Prompt
Write out again, exactly as they stand, the line that includes "Target: white window trim" and all remaining lines of the entries.

(Source data)
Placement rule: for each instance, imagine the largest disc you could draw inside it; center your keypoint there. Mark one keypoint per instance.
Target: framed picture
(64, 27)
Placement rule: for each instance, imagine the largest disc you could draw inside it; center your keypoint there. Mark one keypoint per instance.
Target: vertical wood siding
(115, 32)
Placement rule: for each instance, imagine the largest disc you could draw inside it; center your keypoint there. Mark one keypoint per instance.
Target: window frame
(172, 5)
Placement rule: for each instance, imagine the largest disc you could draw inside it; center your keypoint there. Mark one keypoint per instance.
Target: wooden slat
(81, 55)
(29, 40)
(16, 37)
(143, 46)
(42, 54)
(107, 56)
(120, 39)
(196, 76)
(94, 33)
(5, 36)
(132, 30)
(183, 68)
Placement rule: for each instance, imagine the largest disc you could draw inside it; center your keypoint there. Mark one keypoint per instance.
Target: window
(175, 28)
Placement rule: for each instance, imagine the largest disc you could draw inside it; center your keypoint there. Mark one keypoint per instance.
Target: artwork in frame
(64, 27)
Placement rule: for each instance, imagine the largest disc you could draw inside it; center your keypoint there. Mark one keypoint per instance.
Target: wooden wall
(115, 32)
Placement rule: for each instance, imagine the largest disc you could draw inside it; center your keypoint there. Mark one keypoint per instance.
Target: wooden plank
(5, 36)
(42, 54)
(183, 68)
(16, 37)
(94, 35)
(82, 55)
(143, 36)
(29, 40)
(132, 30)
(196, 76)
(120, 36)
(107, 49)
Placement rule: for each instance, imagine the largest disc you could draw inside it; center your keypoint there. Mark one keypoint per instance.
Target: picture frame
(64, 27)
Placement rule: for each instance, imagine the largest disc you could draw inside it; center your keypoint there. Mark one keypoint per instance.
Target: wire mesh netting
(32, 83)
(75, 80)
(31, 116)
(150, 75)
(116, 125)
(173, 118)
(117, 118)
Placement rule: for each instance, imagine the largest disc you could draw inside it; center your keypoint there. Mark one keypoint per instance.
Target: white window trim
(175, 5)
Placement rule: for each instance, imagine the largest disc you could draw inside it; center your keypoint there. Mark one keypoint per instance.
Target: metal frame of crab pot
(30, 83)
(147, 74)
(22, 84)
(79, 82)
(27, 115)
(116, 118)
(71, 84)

Response box
Target: white window trim
(175, 5)
Placement rule: for each instance, imagine the largest disc you could draw inside it; center your keypoint there. Mark one keypoint per instance.
Target: metal frame of crab pot
(30, 83)
(147, 74)
(22, 84)
(79, 82)
(27, 115)
(116, 118)
(71, 84)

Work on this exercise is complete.